■ **Required work**
Gather every line in the items below that contains the word "tree", and copy each of those lines in full.

--- begin Input rows ---

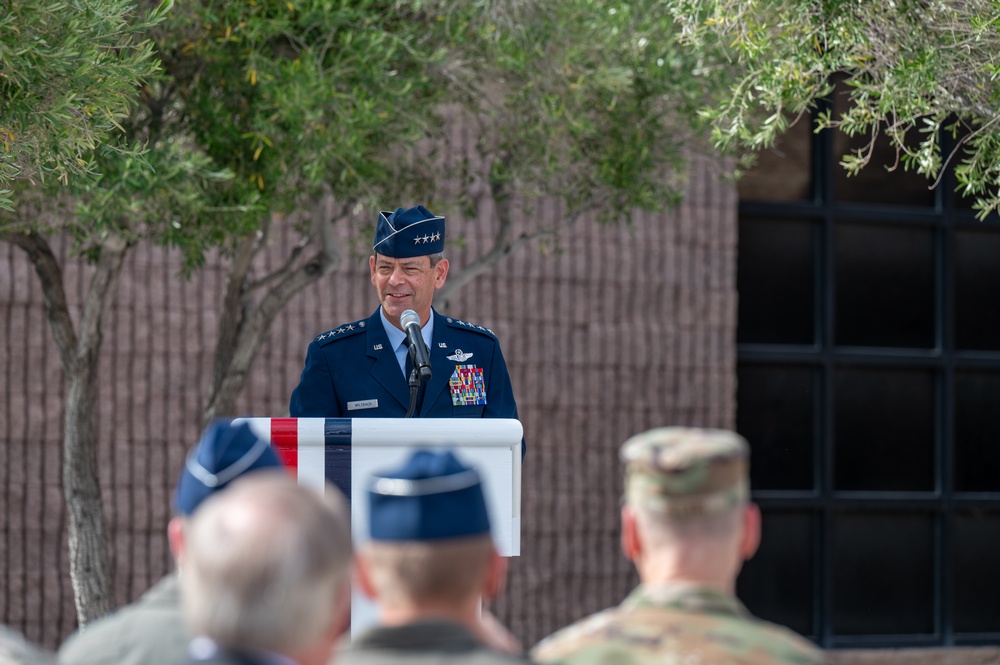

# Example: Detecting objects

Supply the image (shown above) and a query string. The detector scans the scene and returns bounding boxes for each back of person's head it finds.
[174,419,283,517]
[180,473,352,653]
[364,450,496,606]
[621,427,750,548]
[0,624,56,665]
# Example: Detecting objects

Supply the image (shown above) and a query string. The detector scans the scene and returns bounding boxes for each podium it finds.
[233,418,523,635]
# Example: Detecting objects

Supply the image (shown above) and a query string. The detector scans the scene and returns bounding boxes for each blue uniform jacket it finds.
[288,309,523,454]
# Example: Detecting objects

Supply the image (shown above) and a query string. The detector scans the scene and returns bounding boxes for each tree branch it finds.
[0,231,77,373]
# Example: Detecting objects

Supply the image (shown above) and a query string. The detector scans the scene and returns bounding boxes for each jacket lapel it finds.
[365,309,410,409]
[420,310,455,415]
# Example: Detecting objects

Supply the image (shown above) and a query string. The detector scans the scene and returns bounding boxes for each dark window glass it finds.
[830,78,934,206]
[834,368,935,491]
[833,511,934,635]
[955,227,1000,350]
[954,511,1000,633]
[736,364,816,490]
[954,371,1000,490]
[739,117,812,201]
[835,224,934,347]
[736,511,815,635]
[736,219,815,344]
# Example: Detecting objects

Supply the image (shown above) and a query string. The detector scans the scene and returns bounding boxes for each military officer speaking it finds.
[289,206,523,452]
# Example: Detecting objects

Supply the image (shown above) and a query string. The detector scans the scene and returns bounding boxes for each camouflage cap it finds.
[620,427,750,517]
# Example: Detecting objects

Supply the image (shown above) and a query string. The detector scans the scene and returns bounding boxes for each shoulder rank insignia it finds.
[315,321,367,345]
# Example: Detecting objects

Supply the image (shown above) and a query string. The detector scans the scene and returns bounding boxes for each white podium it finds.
[233,418,523,635]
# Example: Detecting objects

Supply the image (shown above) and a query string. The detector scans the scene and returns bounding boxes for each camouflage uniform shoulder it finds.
[313,319,368,346]
[531,592,824,665]
[444,316,497,340]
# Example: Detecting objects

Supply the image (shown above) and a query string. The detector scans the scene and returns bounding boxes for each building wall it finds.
[0,152,736,647]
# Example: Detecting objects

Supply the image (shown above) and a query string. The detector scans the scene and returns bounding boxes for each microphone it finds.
[399,309,431,381]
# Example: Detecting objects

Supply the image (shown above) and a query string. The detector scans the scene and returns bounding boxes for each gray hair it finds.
[180,472,352,652]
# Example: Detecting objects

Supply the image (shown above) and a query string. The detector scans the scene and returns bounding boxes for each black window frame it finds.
[737,103,1000,648]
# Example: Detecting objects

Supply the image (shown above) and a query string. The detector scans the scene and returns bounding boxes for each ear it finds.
[167,517,184,566]
[622,506,642,563]
[483,550,507,598]
[434,259,448,289]
[740,503,760,561]
[352,554,376,600]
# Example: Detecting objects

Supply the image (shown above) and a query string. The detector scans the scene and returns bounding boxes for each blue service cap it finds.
[368,450,490,541]
[174,420,282,515]
[372,206,444,259]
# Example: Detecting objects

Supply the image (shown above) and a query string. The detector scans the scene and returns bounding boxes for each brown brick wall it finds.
[0,152,736,647]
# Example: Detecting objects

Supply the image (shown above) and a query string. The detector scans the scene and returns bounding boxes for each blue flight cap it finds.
[368,450,490,541]
[372,206,444,259]
[174,419,282,515]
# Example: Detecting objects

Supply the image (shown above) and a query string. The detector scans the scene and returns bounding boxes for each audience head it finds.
[621,427,760,589]
[174,420,282,516]
[362,450,505,618]
[179,473,352,665]
[0,624,56,665]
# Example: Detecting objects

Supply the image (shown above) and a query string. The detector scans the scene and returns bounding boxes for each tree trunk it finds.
[0,232,129,626]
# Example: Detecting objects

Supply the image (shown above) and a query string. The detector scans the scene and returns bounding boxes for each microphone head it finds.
[399,309,420,330]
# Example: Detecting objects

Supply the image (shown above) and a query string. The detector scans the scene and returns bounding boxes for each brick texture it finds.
[0,152,736,647]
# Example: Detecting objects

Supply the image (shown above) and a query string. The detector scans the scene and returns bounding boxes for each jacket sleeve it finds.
[483,342,526,460]
[288,342,342,418]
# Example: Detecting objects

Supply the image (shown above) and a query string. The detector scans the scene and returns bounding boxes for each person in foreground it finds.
[289,206,517,452]
[59,420,285,665]
[337,450,526,665]
[0,624,56,665]
[178,474,352,665]
[531,427,823,665]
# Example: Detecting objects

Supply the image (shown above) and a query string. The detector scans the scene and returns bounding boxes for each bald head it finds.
[180,472,352,654]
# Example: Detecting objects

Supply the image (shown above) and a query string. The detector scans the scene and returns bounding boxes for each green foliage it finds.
[430,0,725,220]
[666,0,1000,216]
[158,0,444,223]
[0,0,729,269]
[0,0,168,212]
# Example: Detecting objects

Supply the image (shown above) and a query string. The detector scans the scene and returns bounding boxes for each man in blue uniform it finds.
[289,206,523,453]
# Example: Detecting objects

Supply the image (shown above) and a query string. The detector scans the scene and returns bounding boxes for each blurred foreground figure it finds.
[0,624,56,665]
[531,427,822,665]
[177,474,352,665]
[59,420,284,665]
[337,450,525,665]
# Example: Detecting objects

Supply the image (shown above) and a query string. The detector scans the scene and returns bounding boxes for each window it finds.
[737,93,1000,647]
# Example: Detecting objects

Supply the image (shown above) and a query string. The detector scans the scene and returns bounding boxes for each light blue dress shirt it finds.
[378,307,434,381]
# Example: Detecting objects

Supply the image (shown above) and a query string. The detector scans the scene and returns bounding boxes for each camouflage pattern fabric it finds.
[531,585,824,665]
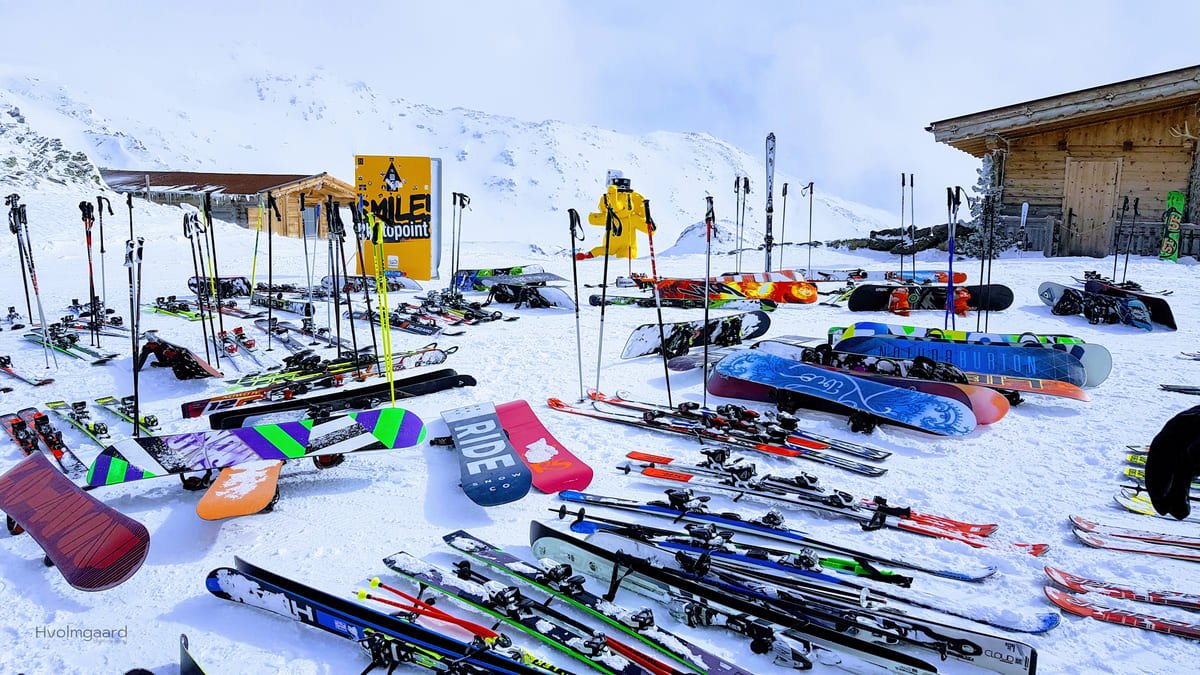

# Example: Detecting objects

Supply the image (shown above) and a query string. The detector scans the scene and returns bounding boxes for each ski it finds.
[383,551,662,675]
[1043,586,1200,640]
[588,389,892,461]
[209,369,475,429]
[546,399,888,476]
[1070,515,1200,549]
[95,396,161,436]
[558,490,996,581]
[0,356,54,387]
[442,530,750,675]
[46,401,112,448]
[530,521,1037,675]
[1073,530,1200,562]
[571,515,1058,634]
[619,466,1050,555]
[250,292,317,317]
[17,407,88,485]
[1045,566,1200,610]
[625,448,1000,537]
[205,557,545,675]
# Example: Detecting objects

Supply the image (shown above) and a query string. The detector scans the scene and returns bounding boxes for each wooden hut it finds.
[100,169,356,237]
[926,66,1200,256]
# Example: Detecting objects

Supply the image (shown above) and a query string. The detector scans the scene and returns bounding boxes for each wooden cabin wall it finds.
[1002,103,1200,220]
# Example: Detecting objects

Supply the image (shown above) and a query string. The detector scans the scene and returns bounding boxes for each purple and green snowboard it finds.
[88,408,425,485]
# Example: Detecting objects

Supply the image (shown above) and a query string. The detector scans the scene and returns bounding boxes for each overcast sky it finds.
[0,0,1200,222]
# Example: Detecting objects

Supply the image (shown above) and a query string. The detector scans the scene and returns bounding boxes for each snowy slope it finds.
[0,72,895,246]
[0,174,1200,674]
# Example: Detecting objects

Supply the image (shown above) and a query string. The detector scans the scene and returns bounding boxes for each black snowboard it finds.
[847,283,1013,312]
[1084,279,1176,330]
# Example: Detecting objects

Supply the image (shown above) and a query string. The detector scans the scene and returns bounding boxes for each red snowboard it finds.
[0,453,150,591]
[496,401,592,492]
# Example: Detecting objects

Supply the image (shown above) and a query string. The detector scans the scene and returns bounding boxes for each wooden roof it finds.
[925,66,1200,157]
[100,169,354,199]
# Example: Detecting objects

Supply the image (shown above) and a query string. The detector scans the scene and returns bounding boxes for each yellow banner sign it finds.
[354,155,436,280]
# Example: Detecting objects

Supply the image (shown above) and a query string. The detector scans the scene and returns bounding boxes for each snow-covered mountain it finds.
[0,71,895,250]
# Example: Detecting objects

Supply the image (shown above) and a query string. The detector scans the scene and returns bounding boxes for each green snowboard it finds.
[1158,192,1186,261]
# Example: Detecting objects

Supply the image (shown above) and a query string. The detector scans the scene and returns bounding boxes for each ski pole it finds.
[733,175,742,274]
[1112,197,1141,283]
[900,172,917,282]
[763,132,775,271]
[1112,195,1129,281]
[350,195,379,371]
[79,202,100,346]
[5,192,59,368]
[566,209,590,401]
[266,192,283,352]
[96,195,113,307]
[184,213,221,360]
[700,194,710,408]
[806,180,816,269]
[4,193,34,331]
[642,199,672,407]
[329,204,357,366]
[125,236,143,437]
[595,195,619,394]
[767,183,787,271]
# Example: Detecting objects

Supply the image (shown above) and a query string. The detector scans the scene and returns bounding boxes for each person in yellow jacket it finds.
[576,171,647,259]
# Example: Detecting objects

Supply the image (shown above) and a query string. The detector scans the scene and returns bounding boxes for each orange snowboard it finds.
[196,460,283,520]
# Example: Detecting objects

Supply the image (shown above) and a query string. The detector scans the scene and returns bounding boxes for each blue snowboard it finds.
[442,404,533,507]
[716,351,976,436]
[838,335,1087,387]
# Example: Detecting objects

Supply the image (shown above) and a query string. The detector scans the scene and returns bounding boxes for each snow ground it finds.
[0,184,1200,674]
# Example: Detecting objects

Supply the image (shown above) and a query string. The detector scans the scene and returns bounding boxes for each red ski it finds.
[0,453,150,591]
[1045,566,1200,609]
[496,401,592,494]
[1043,586,1200,640]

--- end Input rows ---

■ **Problem solution**
Supply the image (shown above) and a query string. The detector scans the scene and returns bounding boxes for each tree branch it finds.
Supply the image (shown above) and a query string. The detector scans the scene and returns bounding boxes for each tree trunk it finds.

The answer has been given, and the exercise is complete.